When the statuses of progression of the cases at the end of a year are observed, it has been determined that in the cases whose NLR and PET/CT LAP SUVmax values were high and the DLCO% value was low, statistically significantly higher rate of progression was observed (p<0.05) (Table 3). For predicting the progression, for the NLR cut-off value 3.20, the area under the curve was determined as 0.79 (CI 62.2-96.5), sensitivity as 80.0%, specificity as 76.7%. ROC curve for NLR is shown in figure 3. For predicting the progression, for the PET/CT SUVmax cut-off value 9.5, the area under the curve was determined as 0.71 (CI 46.6-95.9), sensitivity as 70.0%, specificity as 82.1%. ROC curve for PET/CT SUVmax is shown in figure 4.
Table 3.
------------------------------
Your assignment — Reproduce the passage on NLR and PET/CT SUVmax cut-off values for predicting progression word for word, from its first sentence through the closing "Table 3." line.
------------------------------
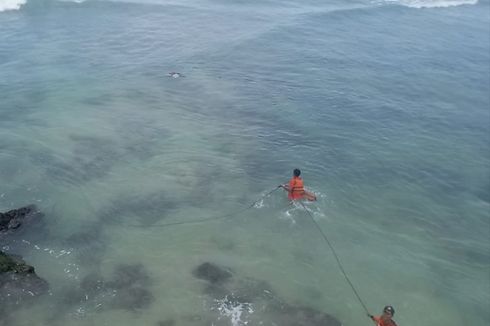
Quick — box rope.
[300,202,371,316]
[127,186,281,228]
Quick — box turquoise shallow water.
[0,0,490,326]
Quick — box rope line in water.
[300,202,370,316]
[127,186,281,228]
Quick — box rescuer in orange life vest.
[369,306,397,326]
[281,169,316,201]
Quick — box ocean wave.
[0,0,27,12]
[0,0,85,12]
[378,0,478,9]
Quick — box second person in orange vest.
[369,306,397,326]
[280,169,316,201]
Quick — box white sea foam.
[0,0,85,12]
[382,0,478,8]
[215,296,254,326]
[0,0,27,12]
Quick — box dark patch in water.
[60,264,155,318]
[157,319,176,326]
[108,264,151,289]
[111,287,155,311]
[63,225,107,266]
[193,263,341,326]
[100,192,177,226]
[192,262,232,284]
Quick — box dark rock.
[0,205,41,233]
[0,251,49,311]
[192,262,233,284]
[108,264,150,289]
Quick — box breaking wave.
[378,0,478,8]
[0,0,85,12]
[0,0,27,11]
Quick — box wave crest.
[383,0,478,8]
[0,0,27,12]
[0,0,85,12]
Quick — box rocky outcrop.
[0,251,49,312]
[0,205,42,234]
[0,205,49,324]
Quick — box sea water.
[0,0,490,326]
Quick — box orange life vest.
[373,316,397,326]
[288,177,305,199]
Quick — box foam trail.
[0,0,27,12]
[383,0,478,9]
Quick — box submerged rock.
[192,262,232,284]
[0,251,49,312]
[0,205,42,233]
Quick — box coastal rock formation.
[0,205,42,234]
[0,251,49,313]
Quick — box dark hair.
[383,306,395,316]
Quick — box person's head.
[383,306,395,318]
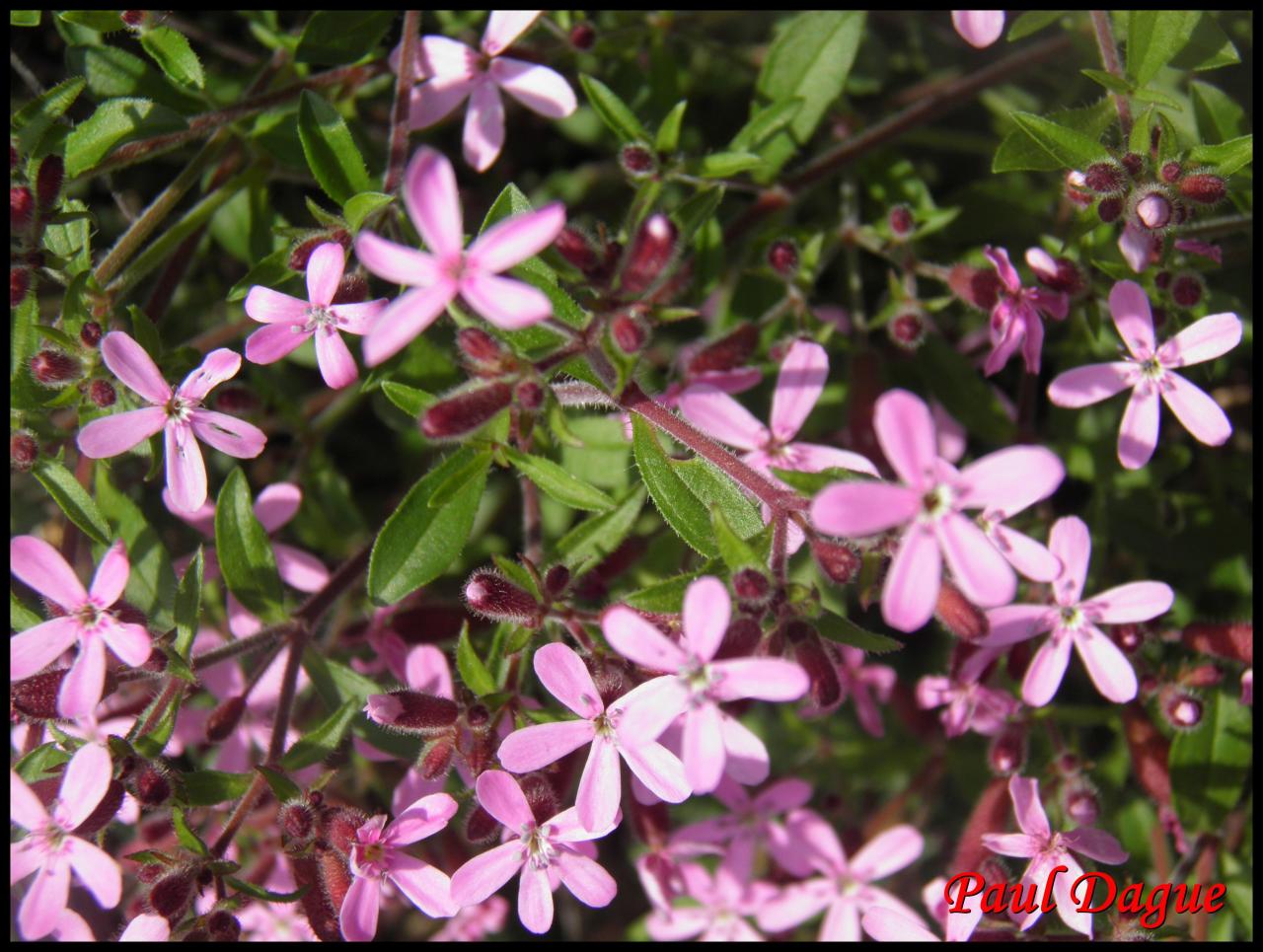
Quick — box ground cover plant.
------------------------------
Written response —
When the statuses of progression of the cases at the end of a year are observed, it has been determined that in the cases whose NLR and PET/CT LAP SUVmax values were high and the DLCO% value was low, statistically significantly higher rate of progression was observed (p<0.05) (Table 3). For predicting the progression, for the NLR cut-off value 3.20, the area under the curve was determined as 0.79 (CI 62.2-96.5), sensitivity as 80.0%, specificity as 76.7%. ROC curve for NLR is shown in figure 3. For predicting the progression, for the PET/CT SUVmax cut-off value 9.5, the area under the curve was determined as 0.71 (CI 46.6-95.9), sensitivity as 70.0%, specificity as 82.1%. ROC curve for PET/CT SUVmax is shown in figure 4.
Table 3.